* _EXTRAIT DU TEXTE_:
CORRESPONDANCE avec D'ALEMBERT - Partie 95

Publié le par loveVoltaire

CORRESPONDANCE avec D'ALEMBERT - Partie 95

Photo de PAPAPOUSS

 

 

 

DE VOLTAIRE.

 

2 de Juin 1773.

 

 

      Je suis tenté, mon très cher philosophe, de croire, avec messieurs de l’antiquité, qu’il y a des jours, des mois, et des années, malheureux. Mon étoile est en effet très désastreuse cette année. Je ne sais pas ce que sont devenus les quatre exemplaires que je vous annonçais ; mais j’ai reçu un ordre, en forme de conseil, de ne plus en envoyer par la voie que j’avais choisie, et qui seule me restait.

* _INFORMATIONS FOURNIES_:
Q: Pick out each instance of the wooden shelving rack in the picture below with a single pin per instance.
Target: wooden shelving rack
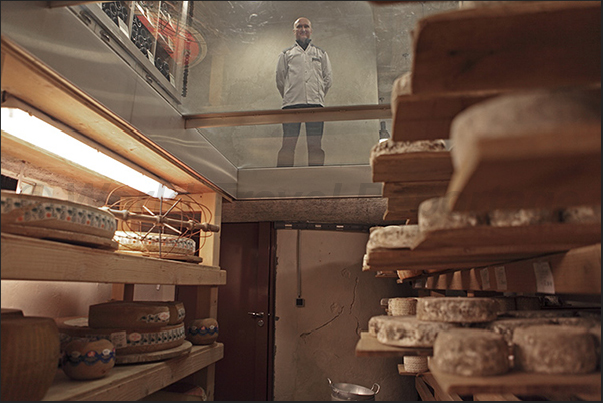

* _TÂCHES À RÉALISER_:
a. Reproduisez le passage de la lettre de Voltaire qui va de « Je suis tenté, mon » jusqu'à « seule me restait. ».
b. Dans la lettre de Voltaire, combien d'exemplaires l'auteur dit-il avoir annoncés à son destinataire ?
Le matériel fourni n'intervient en rien ici.

* _RÉPONSES À L'EXERCICE_:
a.
Je suis tenté, mon très cher philosophe, de croire, avec messieurs de l’antiquité, qu’il y a des jours, des mois, et des années, malheureux. Mon étoile est en effet très désastreuse cette année. Je ne sais pas ce que sont devenus les quatre exemplaires que je vous annonçais ; mais j’ai reçu un ordre, en forme de conseil, de ne plus en envoyer par la voie que j’avais choisie, et qui seule me restait.

b. Quatre exemplaires.